■ Description of the task ■
Extend the article on the Walmart and Transcarent healthcare partnership, beginning immediately after its final sentence.

■ Excerpt to read ■

At HLTH, Walmart’s new healthcare leader Dr. Cheryl Pegus and Transcarent CEO Glen Tullman talked about ways to make healthcare accessible for more people.
The two companies recently struck a partnership. It’s not so much about Transcarent offering its services to Walmart, as it is about Transcarent offering Walmart’s healthcare services to other self-insured companies.
“It allows self-insured employers to get access to the buying power of Walmart,” Tullman said in an interview with MedCity News.
For example, companies could access Walmart’s drug prices, such as its $4 generics. Walmart also recently struck a deal with Novo Nordisk to offer a private label version of its analog fast-acting insulin for about $73 per vial, a significant discount from current prices.
Transcarent could do a “med checkup” to identify medications where people could save money and reduce patient copays.
“We know the higher the copay, the less people pick up their meds. So who does that impact disproportionately? It’s the lower quartile economically,” he said. “It’s surprising how many meds (there are) where people are paying in some cases very large copays, and we think we can eliminate a lot of that.”
Employees would also have access to Walmart’s other health services, including its vision centers, testing, primary care and telehealth services.
“Those are all areas we’ll explore,” he said.
In recent years, Walmart has set out to build health centers in its stores, which include primary care, dental, therapy and other preventive services. Walmart has a little over 20 of such health centers, and more planned to open, but the rollout has been slow as many top leaders behind the effort have departed.

(Source records)
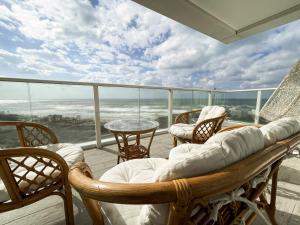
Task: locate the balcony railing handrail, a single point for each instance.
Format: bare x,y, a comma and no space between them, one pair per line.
84,83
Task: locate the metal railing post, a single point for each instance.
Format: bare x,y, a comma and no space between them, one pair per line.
258,105
97,116
209,98
170,108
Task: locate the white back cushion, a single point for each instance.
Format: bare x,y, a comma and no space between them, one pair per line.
209,112
279,130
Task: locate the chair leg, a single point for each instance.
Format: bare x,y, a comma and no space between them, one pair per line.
68,204
174,141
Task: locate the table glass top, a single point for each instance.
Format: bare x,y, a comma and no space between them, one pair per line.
131,125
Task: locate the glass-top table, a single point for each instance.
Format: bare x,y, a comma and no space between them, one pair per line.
125,128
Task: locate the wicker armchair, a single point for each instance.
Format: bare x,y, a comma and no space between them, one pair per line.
190,199
198,132
31,174
37,169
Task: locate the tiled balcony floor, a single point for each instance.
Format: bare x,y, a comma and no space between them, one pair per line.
50,210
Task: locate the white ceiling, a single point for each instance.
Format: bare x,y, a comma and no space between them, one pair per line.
228,20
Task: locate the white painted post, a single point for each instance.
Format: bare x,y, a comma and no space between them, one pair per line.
258,105
97,116
209,98
170,108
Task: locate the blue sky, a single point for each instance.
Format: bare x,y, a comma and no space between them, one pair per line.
119,41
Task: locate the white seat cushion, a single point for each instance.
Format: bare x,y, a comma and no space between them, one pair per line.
70,152
182,130
132,171
209,112
279,130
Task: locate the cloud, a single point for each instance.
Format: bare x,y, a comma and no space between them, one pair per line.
119,41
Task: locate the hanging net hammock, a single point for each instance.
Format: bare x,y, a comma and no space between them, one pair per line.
285,101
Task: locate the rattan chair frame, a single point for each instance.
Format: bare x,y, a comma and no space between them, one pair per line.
184,195
202,131
58,185
32,134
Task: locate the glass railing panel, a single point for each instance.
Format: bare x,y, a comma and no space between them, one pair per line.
265,95
182,102
154,106
117,103
67,109
240,105
14,105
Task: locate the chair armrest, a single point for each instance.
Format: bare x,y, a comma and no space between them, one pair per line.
184,117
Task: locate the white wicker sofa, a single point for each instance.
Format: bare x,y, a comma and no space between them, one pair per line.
250,149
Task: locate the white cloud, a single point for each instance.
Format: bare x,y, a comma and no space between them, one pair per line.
121,42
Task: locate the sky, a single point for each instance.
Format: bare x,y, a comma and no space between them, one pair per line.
119,41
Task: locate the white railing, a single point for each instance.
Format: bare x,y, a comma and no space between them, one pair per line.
213,97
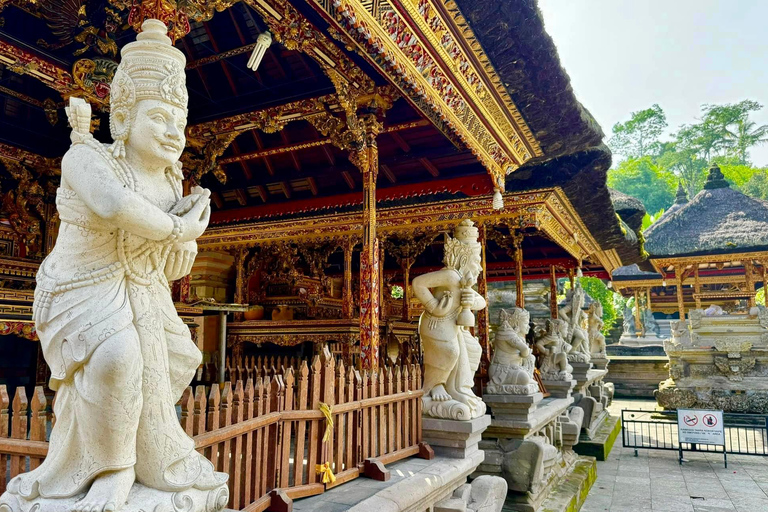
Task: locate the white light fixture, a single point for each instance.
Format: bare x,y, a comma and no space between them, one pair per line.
262,43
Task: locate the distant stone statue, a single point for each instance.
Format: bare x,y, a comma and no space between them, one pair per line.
513,364
451,352
120,356
576,335
554,352
595,324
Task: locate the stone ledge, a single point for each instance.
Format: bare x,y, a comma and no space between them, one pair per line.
601,443
416,485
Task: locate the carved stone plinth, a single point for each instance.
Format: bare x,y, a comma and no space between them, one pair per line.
140,499
559,388
512,407
718,362
536,458
454,439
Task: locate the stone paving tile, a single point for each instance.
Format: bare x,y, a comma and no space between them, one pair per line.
655,481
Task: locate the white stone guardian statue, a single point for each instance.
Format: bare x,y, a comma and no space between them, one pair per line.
513,364
120,356
451,352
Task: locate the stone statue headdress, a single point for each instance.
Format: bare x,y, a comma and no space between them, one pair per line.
151,68
463,249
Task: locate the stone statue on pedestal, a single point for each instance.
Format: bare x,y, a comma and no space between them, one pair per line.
554,352
513,364
595,324
576,335
451,352
120,356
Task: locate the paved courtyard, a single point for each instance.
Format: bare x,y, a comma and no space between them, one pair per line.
654,481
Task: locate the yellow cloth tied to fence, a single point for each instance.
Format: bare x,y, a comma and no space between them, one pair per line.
325,469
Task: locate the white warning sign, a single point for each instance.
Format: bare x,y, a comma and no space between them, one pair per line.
700,426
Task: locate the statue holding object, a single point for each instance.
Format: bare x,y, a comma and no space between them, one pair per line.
119,354
451,352
554,352
513,364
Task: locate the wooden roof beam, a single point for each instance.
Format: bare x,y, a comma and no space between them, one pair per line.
388,173
349,179
286,189
430,167
312,185
241,196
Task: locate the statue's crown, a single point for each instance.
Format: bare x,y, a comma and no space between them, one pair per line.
151,68
466,232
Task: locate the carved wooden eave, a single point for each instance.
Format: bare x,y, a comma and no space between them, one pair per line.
428,51
546,210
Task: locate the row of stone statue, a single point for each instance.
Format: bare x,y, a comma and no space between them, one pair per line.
573,337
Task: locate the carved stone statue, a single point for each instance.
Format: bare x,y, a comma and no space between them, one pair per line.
554,352
629,322
120,356
451,352
513,364
576,335
595,324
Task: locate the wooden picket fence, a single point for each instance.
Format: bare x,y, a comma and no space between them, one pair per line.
267,432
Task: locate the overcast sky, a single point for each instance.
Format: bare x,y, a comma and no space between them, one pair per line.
626,55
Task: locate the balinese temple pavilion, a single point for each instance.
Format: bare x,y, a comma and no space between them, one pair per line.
708,251
340,140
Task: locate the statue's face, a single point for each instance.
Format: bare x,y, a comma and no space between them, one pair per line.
157,132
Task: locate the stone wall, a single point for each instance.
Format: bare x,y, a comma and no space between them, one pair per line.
637,376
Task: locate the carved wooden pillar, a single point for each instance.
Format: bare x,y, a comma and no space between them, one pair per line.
750,279
240,284
518,242
680,299
481,328
367,160
552,292
696,286
347,304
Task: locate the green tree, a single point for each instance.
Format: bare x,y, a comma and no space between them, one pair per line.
644,179
639,136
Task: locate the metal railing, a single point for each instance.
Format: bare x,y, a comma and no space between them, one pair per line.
745,434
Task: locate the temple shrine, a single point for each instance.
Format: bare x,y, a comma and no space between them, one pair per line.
359,156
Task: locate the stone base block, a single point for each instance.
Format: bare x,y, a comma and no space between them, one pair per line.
599,445
454,439
559,388
140,499
512,407
571,491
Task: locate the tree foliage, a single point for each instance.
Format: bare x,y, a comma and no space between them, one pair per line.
651,168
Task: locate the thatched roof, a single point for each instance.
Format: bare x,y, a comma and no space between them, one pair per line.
630,209
719,220
525,57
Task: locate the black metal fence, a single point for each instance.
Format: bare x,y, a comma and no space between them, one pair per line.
745,434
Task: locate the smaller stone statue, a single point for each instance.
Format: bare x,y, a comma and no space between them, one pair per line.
629,322
576,335
513,364
595,324
554,352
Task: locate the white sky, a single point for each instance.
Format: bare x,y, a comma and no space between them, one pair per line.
626,55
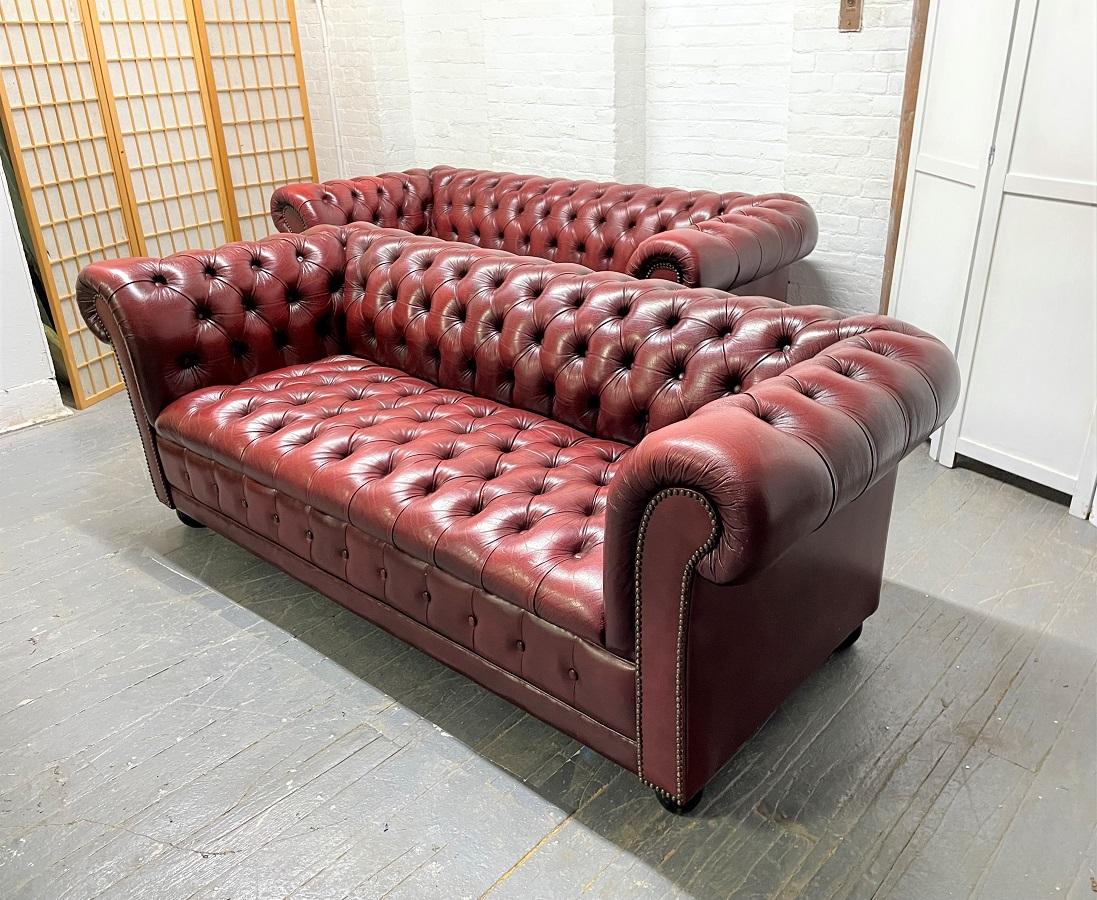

■ Response to the task ■
Self-insured companies would also be able to access telehealth services through MeMD, which Walmart acquired earlier this year, emphasizing virtual behavioral health services.
At HLTH, Pegus said Walmart made the acquisition after seeing that the company’s customers were looking for primary care and behavioral health.
“When we looked at these communities… what we said is how do you get them care not five years from now, when we build more clinics — we have a number of them today, we’re going into Florida next year — but it takes a while to get clinics to all of these places,” she said. ” We needed to have a tool and a service to be able to do that. We did an acquisition earlier this year to be able to provide that.”
Meanwhile, Transcarent will continue to build on its work of striking risk-based agreement with companies to steer their employees to higher quality and lower cost care settings. Tullman, the former chairman of Livongo, debuted his newest venture earlier this year, giving employees access to health guides, second opinions, medication reviews and virtual physical therapy. As of this summer, it had more than 100 self-funded employers as clients, some of which it brought on by acquiring a surgical centers of excellence program.